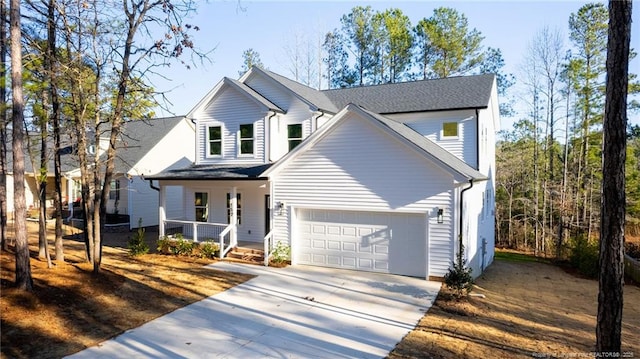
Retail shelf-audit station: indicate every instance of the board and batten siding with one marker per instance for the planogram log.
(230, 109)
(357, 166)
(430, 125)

- - -

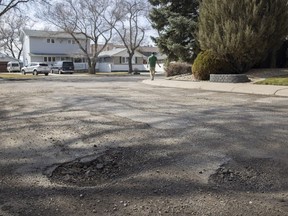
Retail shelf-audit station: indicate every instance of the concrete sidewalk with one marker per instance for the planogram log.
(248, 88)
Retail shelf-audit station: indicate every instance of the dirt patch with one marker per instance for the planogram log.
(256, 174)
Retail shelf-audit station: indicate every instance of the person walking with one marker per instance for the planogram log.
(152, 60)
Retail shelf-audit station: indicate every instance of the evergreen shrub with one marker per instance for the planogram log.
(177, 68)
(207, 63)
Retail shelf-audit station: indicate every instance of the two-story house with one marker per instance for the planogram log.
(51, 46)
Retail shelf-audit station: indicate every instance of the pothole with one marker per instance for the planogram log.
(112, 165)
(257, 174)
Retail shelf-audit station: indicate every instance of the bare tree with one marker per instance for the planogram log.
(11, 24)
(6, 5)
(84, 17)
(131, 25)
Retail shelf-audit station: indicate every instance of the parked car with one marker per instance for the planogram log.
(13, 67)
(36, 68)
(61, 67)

- - -

Tu objetivo. Identifica todas las líneas del material que contienen la palabra "indicate" y cópialas.

Respuesta correcta.
Retail shelf-audit station: indicate every instance of the board and batten siding with one marker per instance for the planogram log.
Retail shelf-audit station: indicate every instance of the concrete sidewalk with one marker per instance for the planogram log.
Retail shelf-audit station: indicate every instance of the dirt patch with one marker per instance for the planogram log.
Retail shelf-audit station: indicate every instance of the person walking with one marker per instance for the planogram log.
Retail shelf-audit station: indicate every instance of the evergreen shrub with one marker per instance for the planogram log.
Retail shelf-audit station: indicate every instance of the two-story house with one marker per instance for the planogram log.
Retail shelf-audit station: indicate every instance of the pothole with one marker per instance for the planogram log.
Retail shelf-audit station: indicate every instance of the bare tree with one marker per instance for the planogram log.
Retail shelf-audit station: indicate every instance of the parked car with one marker per instance for the planogram log.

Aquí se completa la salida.